[Collected data]
=== Section Start ===
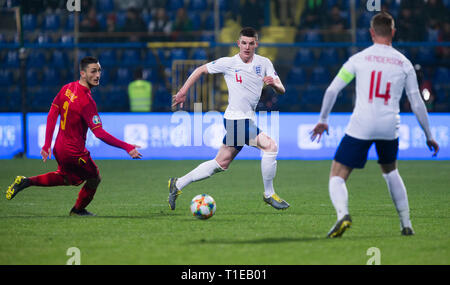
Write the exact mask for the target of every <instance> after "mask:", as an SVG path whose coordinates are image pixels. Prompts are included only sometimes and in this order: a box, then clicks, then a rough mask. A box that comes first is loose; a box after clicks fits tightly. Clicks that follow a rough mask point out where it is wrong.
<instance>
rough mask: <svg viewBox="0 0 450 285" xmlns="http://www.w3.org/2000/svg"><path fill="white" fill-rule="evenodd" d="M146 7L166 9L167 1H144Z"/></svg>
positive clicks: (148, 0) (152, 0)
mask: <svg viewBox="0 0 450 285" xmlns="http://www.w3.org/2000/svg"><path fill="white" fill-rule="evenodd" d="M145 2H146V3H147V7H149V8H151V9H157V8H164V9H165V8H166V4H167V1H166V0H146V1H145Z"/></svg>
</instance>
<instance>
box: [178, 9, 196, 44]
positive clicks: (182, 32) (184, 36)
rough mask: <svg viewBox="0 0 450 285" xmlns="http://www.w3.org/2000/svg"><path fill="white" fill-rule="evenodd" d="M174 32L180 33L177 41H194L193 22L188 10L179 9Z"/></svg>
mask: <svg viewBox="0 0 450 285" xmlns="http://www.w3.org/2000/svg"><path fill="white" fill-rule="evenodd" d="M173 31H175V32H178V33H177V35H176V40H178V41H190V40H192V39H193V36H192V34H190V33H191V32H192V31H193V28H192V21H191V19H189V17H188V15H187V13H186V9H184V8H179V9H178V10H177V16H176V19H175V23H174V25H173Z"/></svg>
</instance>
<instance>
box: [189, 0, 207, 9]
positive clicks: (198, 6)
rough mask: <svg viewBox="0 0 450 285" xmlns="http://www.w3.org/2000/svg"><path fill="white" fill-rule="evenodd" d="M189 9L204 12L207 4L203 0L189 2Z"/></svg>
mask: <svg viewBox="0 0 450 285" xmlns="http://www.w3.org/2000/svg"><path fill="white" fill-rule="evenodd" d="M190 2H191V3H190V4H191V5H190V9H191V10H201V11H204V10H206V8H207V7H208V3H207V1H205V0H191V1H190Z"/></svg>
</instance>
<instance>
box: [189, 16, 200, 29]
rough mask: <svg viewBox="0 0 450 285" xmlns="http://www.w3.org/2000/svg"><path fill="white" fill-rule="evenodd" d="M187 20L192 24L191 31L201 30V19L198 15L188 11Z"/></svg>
=== Section End ===
=== Section Start ===
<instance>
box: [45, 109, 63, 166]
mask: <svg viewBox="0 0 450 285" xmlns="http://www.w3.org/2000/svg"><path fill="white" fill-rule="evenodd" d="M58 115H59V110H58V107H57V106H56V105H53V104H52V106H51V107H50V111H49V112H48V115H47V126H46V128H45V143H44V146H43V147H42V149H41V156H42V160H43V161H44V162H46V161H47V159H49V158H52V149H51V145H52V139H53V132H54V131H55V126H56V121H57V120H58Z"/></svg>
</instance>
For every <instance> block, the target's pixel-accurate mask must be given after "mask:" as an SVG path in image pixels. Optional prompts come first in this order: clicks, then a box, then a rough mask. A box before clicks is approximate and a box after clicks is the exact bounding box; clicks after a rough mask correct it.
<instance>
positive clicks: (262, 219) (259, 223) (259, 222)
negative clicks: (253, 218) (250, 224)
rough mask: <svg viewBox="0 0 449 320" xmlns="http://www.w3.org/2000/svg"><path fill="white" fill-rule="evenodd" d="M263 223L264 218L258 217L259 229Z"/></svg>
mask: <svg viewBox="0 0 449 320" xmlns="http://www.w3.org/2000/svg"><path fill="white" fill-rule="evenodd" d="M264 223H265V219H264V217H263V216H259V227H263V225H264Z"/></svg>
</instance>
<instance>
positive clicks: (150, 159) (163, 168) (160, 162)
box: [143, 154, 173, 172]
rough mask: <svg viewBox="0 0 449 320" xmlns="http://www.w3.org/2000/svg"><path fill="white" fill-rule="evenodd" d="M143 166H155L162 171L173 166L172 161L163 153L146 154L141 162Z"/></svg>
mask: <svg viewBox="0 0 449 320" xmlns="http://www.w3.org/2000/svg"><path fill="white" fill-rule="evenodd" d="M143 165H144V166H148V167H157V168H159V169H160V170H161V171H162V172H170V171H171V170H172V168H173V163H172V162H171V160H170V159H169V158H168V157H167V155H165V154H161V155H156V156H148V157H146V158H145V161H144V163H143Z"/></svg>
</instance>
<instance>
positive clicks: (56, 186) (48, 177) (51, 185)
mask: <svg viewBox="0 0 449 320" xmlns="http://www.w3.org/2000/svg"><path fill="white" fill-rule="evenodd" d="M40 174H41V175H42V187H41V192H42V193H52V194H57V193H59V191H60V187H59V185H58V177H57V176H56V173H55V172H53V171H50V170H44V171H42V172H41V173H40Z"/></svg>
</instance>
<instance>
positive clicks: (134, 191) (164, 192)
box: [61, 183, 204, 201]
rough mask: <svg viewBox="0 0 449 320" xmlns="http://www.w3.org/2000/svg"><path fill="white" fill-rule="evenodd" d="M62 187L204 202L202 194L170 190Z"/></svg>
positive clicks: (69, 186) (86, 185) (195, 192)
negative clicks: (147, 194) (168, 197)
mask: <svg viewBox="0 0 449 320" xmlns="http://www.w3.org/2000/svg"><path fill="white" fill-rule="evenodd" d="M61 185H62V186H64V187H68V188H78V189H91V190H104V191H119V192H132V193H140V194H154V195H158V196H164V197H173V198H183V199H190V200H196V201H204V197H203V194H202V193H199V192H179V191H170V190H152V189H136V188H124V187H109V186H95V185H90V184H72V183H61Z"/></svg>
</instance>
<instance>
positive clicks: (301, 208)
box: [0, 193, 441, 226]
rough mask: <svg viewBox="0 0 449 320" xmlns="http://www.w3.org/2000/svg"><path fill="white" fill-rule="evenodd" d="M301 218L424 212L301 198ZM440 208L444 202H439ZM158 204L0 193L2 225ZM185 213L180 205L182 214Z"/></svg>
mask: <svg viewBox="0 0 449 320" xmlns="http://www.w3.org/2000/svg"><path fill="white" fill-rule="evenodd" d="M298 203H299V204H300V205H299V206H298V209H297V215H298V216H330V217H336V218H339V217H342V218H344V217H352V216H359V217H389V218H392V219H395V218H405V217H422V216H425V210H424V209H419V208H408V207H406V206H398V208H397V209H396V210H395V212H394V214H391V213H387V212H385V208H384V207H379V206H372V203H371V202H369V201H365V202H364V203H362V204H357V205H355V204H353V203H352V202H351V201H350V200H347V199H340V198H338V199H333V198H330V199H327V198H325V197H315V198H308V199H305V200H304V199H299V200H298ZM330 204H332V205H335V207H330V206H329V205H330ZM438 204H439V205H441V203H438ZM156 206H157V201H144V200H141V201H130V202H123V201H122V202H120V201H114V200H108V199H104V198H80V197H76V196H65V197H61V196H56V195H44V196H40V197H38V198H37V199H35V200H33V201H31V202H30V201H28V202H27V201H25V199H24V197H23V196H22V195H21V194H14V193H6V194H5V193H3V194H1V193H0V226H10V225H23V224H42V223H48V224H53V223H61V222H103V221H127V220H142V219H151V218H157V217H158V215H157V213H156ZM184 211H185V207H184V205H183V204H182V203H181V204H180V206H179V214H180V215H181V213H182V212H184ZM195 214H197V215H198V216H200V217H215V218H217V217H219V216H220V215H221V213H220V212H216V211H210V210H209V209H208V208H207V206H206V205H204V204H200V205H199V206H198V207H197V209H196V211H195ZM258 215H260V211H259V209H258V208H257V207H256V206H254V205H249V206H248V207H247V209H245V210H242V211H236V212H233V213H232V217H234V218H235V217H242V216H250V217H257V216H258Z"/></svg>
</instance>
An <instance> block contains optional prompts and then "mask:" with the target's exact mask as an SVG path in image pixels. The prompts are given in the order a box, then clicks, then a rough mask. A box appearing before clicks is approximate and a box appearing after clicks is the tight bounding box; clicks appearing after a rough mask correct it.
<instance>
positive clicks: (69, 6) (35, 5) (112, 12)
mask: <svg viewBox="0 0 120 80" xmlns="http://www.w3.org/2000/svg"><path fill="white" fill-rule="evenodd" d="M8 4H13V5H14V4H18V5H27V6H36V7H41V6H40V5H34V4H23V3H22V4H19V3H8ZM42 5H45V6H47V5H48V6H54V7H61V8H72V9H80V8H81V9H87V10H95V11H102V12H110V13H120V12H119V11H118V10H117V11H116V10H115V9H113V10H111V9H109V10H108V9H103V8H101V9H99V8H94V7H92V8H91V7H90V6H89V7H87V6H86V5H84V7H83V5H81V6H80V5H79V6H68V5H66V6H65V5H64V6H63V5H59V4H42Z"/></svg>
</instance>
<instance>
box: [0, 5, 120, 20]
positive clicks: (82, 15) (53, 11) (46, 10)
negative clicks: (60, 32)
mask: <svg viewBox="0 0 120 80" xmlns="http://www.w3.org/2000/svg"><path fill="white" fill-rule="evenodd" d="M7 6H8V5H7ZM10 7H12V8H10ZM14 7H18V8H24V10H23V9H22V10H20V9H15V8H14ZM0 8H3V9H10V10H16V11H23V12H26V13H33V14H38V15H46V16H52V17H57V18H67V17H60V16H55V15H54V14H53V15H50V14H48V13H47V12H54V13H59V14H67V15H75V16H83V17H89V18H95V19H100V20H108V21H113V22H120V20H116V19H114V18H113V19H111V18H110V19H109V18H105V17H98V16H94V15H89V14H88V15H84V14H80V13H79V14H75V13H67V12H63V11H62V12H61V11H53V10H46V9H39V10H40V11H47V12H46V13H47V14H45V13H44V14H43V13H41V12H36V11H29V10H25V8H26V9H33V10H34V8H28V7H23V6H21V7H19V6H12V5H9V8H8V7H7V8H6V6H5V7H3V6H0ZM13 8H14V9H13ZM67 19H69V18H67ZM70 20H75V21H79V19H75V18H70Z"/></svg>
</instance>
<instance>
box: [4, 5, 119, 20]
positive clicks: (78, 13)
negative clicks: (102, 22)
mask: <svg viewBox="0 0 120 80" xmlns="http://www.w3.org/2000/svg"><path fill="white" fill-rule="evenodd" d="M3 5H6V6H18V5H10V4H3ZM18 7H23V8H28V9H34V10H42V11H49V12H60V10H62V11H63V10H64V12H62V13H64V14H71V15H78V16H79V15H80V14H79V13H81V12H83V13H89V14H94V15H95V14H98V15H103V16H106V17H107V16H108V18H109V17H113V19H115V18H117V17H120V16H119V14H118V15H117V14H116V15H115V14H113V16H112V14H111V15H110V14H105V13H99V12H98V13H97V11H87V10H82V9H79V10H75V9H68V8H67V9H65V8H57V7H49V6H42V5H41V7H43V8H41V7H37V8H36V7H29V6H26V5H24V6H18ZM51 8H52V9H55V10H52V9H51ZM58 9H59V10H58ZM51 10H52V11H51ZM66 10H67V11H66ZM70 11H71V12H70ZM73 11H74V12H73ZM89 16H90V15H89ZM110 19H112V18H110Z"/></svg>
=== Section End ===
=== Section Start ===
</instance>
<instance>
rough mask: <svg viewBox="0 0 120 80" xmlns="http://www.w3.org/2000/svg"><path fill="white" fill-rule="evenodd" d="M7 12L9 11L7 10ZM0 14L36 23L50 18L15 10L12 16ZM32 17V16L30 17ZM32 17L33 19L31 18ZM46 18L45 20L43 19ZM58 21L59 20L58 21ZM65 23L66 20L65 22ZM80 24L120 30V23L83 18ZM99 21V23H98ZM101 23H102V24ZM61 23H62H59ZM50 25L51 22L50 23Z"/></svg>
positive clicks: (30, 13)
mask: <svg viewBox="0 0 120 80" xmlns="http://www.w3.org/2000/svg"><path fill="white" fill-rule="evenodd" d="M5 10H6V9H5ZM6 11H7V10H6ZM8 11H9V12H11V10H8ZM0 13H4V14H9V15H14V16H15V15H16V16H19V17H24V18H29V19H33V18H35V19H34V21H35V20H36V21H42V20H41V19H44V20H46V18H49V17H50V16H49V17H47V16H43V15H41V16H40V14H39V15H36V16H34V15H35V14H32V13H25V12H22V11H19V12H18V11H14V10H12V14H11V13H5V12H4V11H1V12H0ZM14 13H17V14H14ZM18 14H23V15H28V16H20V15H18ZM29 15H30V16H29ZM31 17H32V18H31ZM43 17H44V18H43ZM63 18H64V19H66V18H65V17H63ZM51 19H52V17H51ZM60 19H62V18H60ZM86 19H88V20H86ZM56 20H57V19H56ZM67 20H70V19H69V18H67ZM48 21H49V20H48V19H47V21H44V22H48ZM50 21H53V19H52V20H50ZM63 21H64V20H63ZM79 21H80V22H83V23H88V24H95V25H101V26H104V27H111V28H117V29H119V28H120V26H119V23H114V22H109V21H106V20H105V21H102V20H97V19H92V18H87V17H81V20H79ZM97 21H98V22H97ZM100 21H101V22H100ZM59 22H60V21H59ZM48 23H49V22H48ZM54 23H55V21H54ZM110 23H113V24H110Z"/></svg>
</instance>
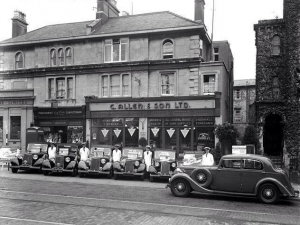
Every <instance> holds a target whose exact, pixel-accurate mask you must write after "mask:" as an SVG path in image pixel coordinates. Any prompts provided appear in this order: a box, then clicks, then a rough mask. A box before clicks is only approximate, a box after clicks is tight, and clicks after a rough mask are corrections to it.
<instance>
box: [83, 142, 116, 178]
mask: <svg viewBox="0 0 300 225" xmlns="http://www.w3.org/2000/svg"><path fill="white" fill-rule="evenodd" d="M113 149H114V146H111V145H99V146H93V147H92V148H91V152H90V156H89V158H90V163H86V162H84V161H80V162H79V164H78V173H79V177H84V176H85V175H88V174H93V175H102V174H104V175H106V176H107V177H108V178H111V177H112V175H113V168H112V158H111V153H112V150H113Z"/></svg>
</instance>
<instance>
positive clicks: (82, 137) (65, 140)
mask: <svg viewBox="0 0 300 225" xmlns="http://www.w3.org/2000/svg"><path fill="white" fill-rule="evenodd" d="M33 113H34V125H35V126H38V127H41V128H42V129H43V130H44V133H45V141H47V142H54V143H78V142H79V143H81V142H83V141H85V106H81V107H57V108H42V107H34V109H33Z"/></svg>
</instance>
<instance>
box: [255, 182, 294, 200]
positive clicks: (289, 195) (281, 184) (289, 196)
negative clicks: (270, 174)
=== Section End ===
WORK TO BE COMPLETED — Please substitute "coarse mask" for every "rough mask" in the records from the line containing "Write the exact" through the line containing "positive clicks: (148, 0) (152, 0)", inclusive. Return only those lines, with nothing else changed.

TASK RESPONSE —
Write the exact mask for the target of every <instance> after "mask:", as an SVG path whose coordinates are image pixels. Prompts are included only sometimes and in this order: a box, then clicks, then a coarse mask. A box that comes first is loose; a box after clicks fits tightly. Clicks that follow a coarse mask point out where it is wrong.
<instance>
coarse mask: <svg viewBox="0 0 450 285" xmlns="http://www.w3.org/2000/svg"><path fill="white" fill-rule="evenodd" d="M146 7L166 9L167 1H144Z"/></svg>
positive clicks: (148, 0) (152, 0)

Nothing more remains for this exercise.